» **Texte source**:
Nous avons reçu longuement l'AMF ; elle nous a fait part de ses inquiétudes devant certains articles de cette proposition : en matière d'urbanisme, par exemple, l'article 20 crée les « secteurs de projets ». Le principe est intéressant, mais il faut de réelles garanties. Que penser de la possibilité ouverte aux préfets d'accorder des dérogations « lorsque les caractéristiques de l'opération projetée le nécessitent » ? Le critère est imprécis. En outre, accorder un tel pouvoir au représentant de l'État n'est pas nécessairement conforme à la Constitution.

N'est-il pas un peu risqué pour les maires que soit autorisée, par l'article 24, la signature de promesses de vente ou de location avant la délivrance du permis d'aménager un lotissement ? J'y vois un risque de complications substantielles.

Est-il opportun d'instituer à l'article 23 la caducité du cahier des charges d'un lotissement s'il n'est pas publié dans les cinq ans au bureau des hypothèques?

La rationalisation des moyens est indispensable dans un contexte de restriction budgétaire. L'article 18 semble aller dans ce sens, puisqu'il tend à rendre facultatifs les centres communaux d'action sociale (CCAS) et à simplifier le régime des centres intercommunaux d'action sociale. Pourtant, sa rédaction doit être clarifiée. J'ai reçu la vice-présidente de l'association nationale des CCAS. Certaines communes n'ont pas de CCAS, d'autres ne disposent que d'une coquille vide. Il m'a fallu attendre 20 minutes et poser à la représentante des CCAS une question sur le financement de ces structures pour qu'elle veuille bien parler des collectivités territoriales. Le sujet abordé par cet article est réel, mais faut-il systématiquement rendre facultative la création d'un CCAS ? Lorsqu'un centre intercommunal d'action sociale est créé, il suffit incontestablement que ses antennes communales conduisent une action sociale de proximité.

» **Consignes de l'exercice**:
[1] Recopiez le passage de l'extrait qui va de « N'est-il pas un » jusqu'à « bureau des hypothèques? » inclus.
[2] D'après l'extrait, quel article crée les « secteurs de projets » ?
Les lignes qui suivent ne servent à rien ici.

» **Données disponibles**:
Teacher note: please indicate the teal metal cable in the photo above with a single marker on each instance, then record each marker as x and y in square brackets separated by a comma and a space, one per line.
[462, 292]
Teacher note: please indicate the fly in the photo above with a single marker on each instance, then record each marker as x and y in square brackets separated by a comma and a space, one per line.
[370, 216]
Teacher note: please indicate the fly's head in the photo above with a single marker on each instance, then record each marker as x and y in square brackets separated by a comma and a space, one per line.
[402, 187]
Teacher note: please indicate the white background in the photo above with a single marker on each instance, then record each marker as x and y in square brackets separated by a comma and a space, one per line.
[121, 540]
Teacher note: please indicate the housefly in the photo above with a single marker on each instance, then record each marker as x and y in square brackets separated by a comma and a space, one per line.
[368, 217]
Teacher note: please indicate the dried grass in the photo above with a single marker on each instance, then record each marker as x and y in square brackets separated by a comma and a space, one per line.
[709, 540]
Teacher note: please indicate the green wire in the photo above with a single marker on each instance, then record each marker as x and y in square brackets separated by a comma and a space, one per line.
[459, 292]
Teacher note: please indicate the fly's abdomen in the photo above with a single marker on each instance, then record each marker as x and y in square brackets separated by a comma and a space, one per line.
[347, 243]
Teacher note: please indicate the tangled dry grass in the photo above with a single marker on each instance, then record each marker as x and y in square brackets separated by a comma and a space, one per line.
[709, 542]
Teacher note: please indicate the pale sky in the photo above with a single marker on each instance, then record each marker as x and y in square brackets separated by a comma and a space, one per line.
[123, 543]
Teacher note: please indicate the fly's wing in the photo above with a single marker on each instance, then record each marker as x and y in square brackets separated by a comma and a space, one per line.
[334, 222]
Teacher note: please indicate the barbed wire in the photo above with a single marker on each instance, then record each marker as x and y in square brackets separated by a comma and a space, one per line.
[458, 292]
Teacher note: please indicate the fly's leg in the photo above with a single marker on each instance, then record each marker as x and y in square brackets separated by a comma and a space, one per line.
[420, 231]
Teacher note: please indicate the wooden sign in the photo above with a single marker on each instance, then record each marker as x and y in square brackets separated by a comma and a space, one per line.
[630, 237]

» **Réponses par consigne**:
[1]
N'est-il pas un peu risqué pour les maires que soit autorisée, par l'article 24, la signature de promesses de vente ou de location avant la délivrance du permis d'aménager un lotissement ? J'y vois un risque de complications substantielles.

Est-il opportun d'instituer à l'article 23 la caducité du cahier des charges d'un lotissement s'il n'est pas publié dans les cinq ans au bureau des hypothèques?

[2] L'article 20.